[Opening PROVIDED RECORDS section]

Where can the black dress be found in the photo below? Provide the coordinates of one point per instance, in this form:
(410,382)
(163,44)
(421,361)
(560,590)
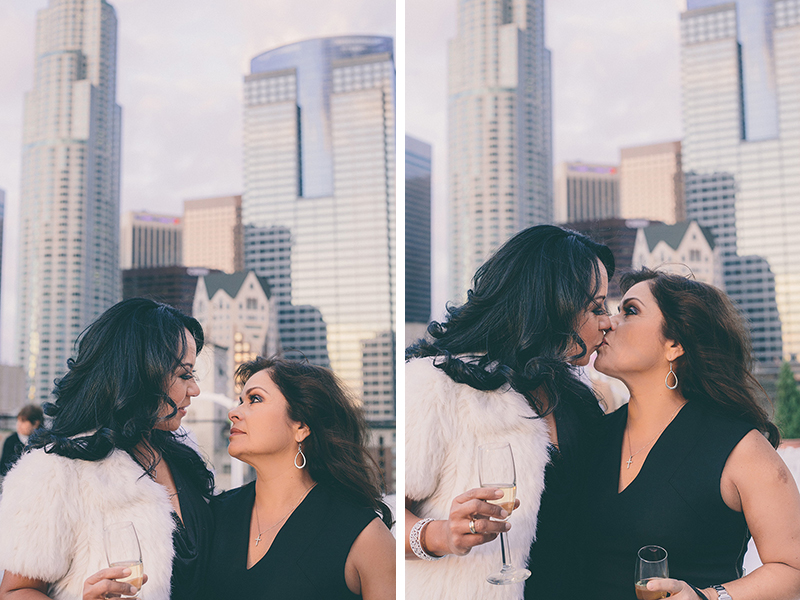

[Closing PROVIDED RECORDS section]

EXERCISE REQUIREMENTS. Return to the listing above and set it down exactly, leaving out its pictures.

YOUR RESPONSE.
Where can the black dress be found in the photo below? Provide the coordinates of one point per instance, in this form:
(410,382)
(163,44)
(421,361)
(560,590)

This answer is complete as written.